- Source material
╔══

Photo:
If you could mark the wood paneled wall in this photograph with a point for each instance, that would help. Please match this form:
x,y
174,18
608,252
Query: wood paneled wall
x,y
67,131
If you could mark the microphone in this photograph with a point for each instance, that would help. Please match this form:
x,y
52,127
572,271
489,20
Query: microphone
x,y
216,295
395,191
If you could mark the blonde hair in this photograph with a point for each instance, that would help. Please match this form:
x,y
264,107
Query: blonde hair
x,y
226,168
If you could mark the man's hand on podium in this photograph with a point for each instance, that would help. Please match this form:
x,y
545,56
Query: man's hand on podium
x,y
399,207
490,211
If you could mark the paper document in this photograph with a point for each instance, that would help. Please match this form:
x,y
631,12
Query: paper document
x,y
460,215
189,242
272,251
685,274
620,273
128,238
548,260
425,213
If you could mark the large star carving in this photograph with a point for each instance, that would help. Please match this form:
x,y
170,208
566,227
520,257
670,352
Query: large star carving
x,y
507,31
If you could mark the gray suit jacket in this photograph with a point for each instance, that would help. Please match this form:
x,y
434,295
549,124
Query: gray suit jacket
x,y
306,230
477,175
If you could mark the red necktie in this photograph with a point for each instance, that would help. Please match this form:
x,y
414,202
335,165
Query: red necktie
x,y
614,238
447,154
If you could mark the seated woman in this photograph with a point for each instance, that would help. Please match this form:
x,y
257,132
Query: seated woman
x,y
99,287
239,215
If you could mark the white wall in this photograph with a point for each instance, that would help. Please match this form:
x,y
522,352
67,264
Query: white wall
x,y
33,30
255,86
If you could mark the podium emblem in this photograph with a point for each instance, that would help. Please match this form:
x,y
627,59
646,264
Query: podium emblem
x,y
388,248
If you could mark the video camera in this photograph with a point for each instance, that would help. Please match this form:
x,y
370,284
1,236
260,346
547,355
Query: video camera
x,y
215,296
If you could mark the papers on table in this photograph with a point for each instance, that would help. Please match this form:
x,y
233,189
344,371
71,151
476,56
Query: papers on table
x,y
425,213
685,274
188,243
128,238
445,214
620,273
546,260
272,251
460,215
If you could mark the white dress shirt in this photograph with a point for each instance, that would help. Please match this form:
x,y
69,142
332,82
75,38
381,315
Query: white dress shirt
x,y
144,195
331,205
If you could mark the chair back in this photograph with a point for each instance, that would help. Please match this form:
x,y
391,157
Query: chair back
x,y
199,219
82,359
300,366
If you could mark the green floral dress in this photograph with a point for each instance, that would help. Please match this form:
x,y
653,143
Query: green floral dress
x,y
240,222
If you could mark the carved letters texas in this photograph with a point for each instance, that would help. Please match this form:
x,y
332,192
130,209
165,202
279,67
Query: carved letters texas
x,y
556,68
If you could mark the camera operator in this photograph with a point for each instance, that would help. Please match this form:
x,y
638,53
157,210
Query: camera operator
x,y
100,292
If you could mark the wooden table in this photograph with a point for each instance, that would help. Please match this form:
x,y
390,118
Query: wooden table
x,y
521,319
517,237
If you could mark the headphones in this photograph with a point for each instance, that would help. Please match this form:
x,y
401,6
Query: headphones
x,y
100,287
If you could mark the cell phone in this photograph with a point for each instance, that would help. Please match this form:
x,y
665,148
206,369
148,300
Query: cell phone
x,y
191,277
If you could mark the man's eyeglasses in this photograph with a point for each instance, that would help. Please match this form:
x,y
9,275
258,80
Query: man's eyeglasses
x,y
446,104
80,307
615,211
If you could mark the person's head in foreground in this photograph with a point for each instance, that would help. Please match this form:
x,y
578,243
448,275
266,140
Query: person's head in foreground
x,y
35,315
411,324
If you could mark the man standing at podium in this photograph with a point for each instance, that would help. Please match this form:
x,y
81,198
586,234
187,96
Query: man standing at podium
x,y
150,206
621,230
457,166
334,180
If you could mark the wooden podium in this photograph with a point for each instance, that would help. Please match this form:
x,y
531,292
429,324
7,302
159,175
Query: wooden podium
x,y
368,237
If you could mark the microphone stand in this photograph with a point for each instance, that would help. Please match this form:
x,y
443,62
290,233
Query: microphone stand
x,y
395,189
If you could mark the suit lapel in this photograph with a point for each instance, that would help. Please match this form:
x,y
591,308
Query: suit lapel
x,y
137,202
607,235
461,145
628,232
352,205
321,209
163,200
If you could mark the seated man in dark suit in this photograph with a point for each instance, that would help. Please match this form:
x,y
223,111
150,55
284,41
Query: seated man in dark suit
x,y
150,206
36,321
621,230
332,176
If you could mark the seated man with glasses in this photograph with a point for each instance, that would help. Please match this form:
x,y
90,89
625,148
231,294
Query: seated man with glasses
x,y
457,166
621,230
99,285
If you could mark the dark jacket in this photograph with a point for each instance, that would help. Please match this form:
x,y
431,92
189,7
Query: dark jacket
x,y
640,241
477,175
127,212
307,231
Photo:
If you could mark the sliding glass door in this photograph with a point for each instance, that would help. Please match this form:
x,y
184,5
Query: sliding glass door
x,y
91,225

╚══

- What is needed
Set down, unchanged, the line that contains "If you could mark the seated man in" together with every later line in the records, through the last one.

- Answer to the task
If you could mark the seated man in dark suit in this photograph with a point for each instance, that would help. Please match this form:
x,y
223,111
150,55
284,41
Query: seated man in dark suit
x,y
150,206
36,321
621,230
332,176
If you could mark the seated man with glasses in this photograph with a point for each instance, that would help. Please match this form:
x,y
90,89
625,148
231,294
Query: seated man with glasses
x,y
457,166
621,230
99,285
If you could mark the dark jacket in this photograph with a point for each instance, that would help. Please match this form:
x,y
431,92
189,7
Query: dark jacket
x,y
640,241
477,175
127,212
307,231
Photo:
If you could mark the sliding glass door in this photograph with a point for each instance, that would help. Please match this form:
x,y
184,5
Query: sliding glass door
x,y
91,225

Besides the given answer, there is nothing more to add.